_Kaynak metin_.

######

22 Kasım 2024 Cuma

Fırat'ın doğusunda: ABD'nin yanında ABD'ye karşı mı?

Batılı emperyalistlerle birlikte veya onlara dayatarak, her iki halde de yapılan ve yapılacak işgal ve ilhak, haksız ve kirlidir. Halkları boyunduruk altına almaktır. Semiren ve krizde yeni talan alanları ele geçirmeye daha çok ihtiyaç duyan Türk burjuvazisi için "Allah'ın lütfu"dur.
Erdoğan faşizminin  politik İslami orijinli ve sonradan bireysel çıkar için iltihak eden kadroları sözüm ona "iddialı" fikirsel mücadeleler yürütmeye çalışıyor.
 
Oysa tüm iddialarına rağmen, yaptıkları Erdoğan iktidarını ayakta tutmak ve Türk burjuvazisinin yayılmacı çıkarı için politika oluşturmak ve bunun kaba ajitasyonunu yapmaktan başka bir şey değil.
 
Erdoğan faşizminin tetikçi kalemlerinin ajitasyonu kimi zaman kara çalma, kimi zaman kitleleri aldatmanın yoğun ajitasyonu olarak medya tekeli ve yaygın örgütlülüğü aracılığıyla boca ediliyor.
 
Kara çalma dışında bile bu tetikçilerin yaptıkları ajitasyonun içeriği, fikirsel sefaleti yansıtıyor. Etkili olmasının tek nedeni, ellerindeki medya tekeli ve faşist yasaklarla önü boşaltılmış olması.

######

_Kayıtlı veriler_.
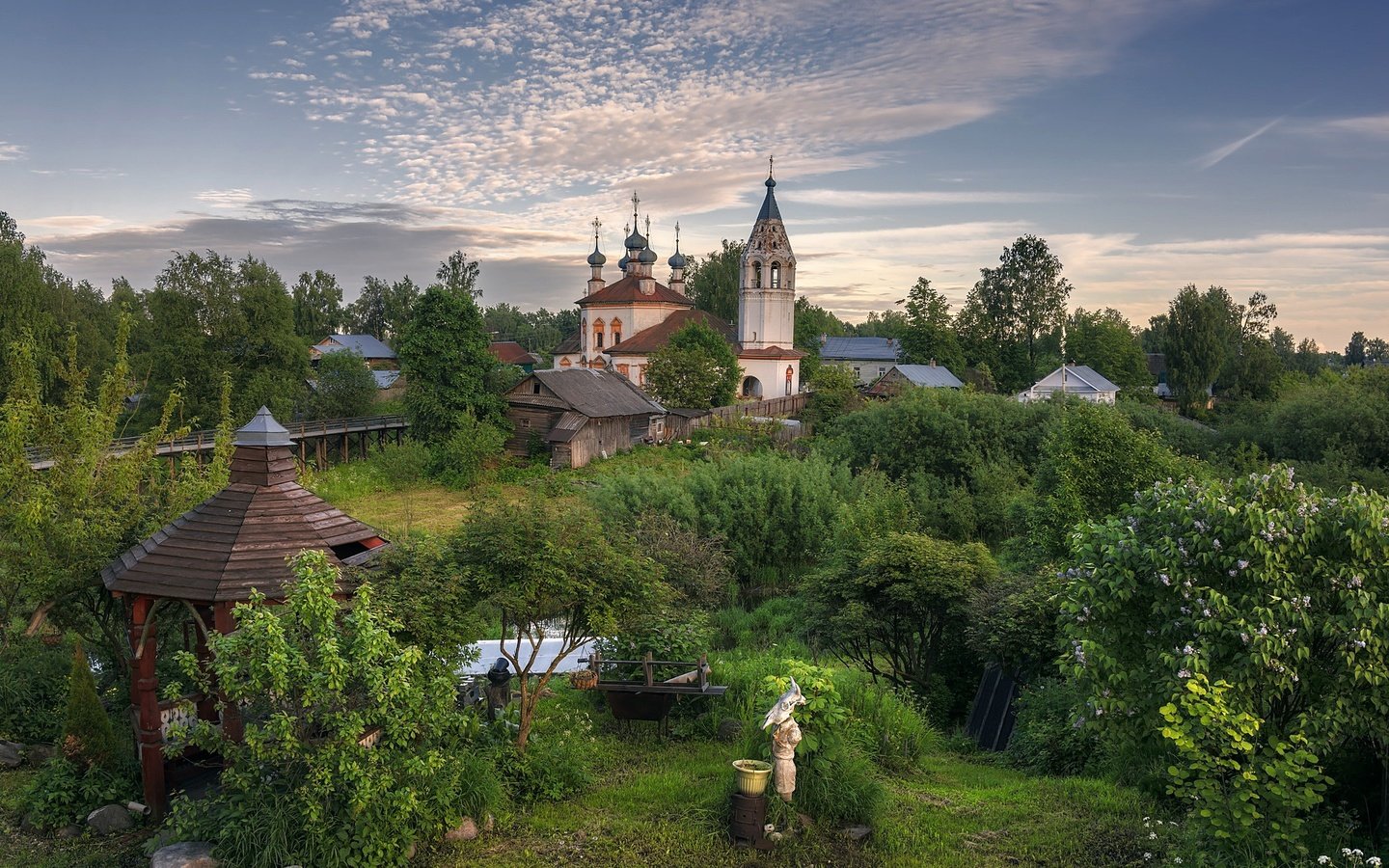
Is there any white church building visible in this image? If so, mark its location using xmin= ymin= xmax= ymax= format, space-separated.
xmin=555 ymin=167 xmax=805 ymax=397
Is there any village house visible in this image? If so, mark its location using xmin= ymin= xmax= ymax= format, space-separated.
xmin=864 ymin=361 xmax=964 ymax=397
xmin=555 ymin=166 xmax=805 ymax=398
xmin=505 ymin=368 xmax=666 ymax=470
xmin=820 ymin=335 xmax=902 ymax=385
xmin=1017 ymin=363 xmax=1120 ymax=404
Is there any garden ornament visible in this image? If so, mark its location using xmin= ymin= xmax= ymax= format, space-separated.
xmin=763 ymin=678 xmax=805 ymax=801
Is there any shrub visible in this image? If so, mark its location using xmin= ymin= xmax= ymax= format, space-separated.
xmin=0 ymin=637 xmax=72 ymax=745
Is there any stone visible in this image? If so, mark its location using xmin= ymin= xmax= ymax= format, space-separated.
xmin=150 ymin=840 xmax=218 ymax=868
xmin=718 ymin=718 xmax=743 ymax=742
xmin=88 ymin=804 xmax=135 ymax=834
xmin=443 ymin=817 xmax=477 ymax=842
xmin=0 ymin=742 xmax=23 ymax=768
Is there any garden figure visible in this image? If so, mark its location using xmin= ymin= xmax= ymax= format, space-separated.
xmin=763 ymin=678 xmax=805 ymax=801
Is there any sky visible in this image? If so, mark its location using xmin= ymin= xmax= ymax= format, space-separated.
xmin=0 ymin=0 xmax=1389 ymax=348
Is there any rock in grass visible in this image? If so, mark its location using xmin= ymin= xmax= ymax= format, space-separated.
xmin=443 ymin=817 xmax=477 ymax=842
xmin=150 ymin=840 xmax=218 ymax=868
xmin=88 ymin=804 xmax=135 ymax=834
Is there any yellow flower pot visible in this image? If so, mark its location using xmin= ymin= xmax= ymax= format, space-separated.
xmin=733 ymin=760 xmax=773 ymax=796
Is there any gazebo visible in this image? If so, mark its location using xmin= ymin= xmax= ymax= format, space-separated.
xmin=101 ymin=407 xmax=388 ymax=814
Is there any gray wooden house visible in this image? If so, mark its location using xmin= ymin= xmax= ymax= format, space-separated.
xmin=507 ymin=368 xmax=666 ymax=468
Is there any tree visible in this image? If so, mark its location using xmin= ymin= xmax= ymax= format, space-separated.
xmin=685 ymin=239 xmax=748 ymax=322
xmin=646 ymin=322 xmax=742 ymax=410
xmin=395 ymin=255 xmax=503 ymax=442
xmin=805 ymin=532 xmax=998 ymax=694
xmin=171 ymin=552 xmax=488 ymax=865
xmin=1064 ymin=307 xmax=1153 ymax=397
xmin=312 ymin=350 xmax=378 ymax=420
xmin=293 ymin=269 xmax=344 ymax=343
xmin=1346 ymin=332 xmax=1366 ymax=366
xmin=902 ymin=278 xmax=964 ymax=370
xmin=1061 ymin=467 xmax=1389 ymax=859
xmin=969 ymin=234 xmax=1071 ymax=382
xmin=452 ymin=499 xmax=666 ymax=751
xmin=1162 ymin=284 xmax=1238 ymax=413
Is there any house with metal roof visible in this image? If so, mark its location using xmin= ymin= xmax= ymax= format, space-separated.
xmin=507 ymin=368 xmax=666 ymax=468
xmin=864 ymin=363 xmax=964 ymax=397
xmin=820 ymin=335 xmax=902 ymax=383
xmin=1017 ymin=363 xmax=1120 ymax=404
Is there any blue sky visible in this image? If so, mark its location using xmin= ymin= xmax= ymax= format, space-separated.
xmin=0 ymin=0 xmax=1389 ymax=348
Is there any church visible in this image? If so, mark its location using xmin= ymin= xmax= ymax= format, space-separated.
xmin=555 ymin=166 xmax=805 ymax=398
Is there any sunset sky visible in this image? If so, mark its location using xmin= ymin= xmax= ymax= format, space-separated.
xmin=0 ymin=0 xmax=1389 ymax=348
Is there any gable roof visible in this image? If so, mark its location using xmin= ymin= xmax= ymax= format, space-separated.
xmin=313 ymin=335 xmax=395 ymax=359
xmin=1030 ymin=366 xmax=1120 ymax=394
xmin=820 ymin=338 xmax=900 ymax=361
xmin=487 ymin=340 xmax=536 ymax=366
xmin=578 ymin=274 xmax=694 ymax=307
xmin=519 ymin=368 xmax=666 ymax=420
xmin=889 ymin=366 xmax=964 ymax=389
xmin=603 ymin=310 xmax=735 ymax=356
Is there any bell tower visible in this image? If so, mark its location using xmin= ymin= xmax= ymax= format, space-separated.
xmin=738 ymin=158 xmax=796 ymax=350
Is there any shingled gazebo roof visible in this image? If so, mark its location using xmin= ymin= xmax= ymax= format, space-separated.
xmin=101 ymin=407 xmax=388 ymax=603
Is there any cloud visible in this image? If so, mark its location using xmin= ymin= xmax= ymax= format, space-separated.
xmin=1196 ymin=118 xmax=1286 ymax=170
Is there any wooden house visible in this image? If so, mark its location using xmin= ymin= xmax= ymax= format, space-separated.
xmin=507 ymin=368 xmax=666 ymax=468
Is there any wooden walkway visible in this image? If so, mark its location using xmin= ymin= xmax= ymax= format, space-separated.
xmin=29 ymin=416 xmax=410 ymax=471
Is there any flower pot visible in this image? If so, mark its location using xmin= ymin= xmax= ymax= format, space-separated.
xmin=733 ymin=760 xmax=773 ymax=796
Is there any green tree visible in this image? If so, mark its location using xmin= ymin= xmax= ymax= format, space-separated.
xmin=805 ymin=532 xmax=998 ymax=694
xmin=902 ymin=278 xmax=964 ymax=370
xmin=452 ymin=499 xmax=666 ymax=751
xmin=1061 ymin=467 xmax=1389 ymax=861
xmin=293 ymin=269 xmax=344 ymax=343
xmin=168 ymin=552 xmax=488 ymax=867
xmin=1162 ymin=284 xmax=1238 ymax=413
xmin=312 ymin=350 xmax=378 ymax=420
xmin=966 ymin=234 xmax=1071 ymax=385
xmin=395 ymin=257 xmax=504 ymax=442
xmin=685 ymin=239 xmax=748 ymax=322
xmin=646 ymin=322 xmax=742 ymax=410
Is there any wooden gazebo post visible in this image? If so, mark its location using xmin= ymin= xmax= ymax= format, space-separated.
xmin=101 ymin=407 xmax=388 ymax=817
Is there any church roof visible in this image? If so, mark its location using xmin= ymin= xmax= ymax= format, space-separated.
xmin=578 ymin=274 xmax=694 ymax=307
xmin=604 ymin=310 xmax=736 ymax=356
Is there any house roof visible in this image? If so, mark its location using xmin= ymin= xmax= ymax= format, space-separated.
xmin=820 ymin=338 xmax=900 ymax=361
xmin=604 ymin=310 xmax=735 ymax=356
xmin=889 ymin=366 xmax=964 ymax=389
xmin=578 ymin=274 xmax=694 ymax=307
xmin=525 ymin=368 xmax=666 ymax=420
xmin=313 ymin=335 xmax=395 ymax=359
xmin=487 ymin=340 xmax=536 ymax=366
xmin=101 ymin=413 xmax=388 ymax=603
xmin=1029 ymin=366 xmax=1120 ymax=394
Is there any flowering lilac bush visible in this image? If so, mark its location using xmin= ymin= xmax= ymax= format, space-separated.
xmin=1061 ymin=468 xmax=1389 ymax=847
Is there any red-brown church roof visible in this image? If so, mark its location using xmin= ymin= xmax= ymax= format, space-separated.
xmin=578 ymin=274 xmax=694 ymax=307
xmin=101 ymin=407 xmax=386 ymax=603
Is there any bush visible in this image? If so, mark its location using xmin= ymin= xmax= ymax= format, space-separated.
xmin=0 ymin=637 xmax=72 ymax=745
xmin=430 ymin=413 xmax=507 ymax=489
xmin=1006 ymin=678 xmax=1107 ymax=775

######

_Verilen görev_. Fırat'ın doğusu üzerine yazılmış yazıyı kaldığı yerden sürdürün.

_Sonuç_.
 
Yoksa bu sefil fikirlere kimsenin dönüp bakacağı bile olmazdı.
 
Fikirsel tetikçilerinden biri de YeniŞafak ve TVNET yayın yönetmeni İbrahim Karagül.
 
Karagül, Rojava'ya işgali genişletme acil savaşçısı.
 
Felaket senaryosu çizerek işgali genişletmek için sözüm ona ikna edici fikirsel dayanak oluşturmaya çalışıyor.
 
İşgali genişletme savaşının hemen başlatılması amigoluğunu yapıyor. Hızını alamayarak eğer şimdi başlatılamazsa ABD çekildikten sonra yönlendirdiği  7 ülkenin (AB emperyalistleri ve Sünni Arap devletleri) askerleri yerleştirilirse, Erdoğan faşizminin orduyu Fırat'ın doğusuna sokamayacağını "öldürücü imkansızlık" doğacağını, sonraki savaşın Türkiye'ye iç savaşını başlatılacağı felaketini işliyor.
 
Yavuz hırsız gibi  muhalifleri "iç işgalcilik"le suçluyor. Türkiye'nin 100 yıl önceki gibi felakete düşeceğini haber veriyor. (Bknz. 7 Ülkenin Askeri  Fırat'ın Doğusu'na...Yenişafak, 09.02.19)
 
Bütün bu felaket senaryosunu, "Batı'ya karşı yeni istiklal savaşı" etiketiyle satmak için yazıyor.  Erdoğan faşizminin içte-dışta savaş politikasına, halktan destek ve savaşçı toplamak, haksız savaşçı faşizme militan saldırgan kitle desteği sağlamak için çiziyor.
 
Fakat önceki yıllarda Suriye gerici iç savaşı ve Yemen'e savaşla ilgili yazdıklarından rastgele iki yazısı seçilerek karşılaştırıldığında bile, Batılı emperyalistlerle birlikte savaş amigoluğu yaptığı çok çarpıcı biçimde görülür.
 
Amiyane tabirle "bu ne tutarsızlık"!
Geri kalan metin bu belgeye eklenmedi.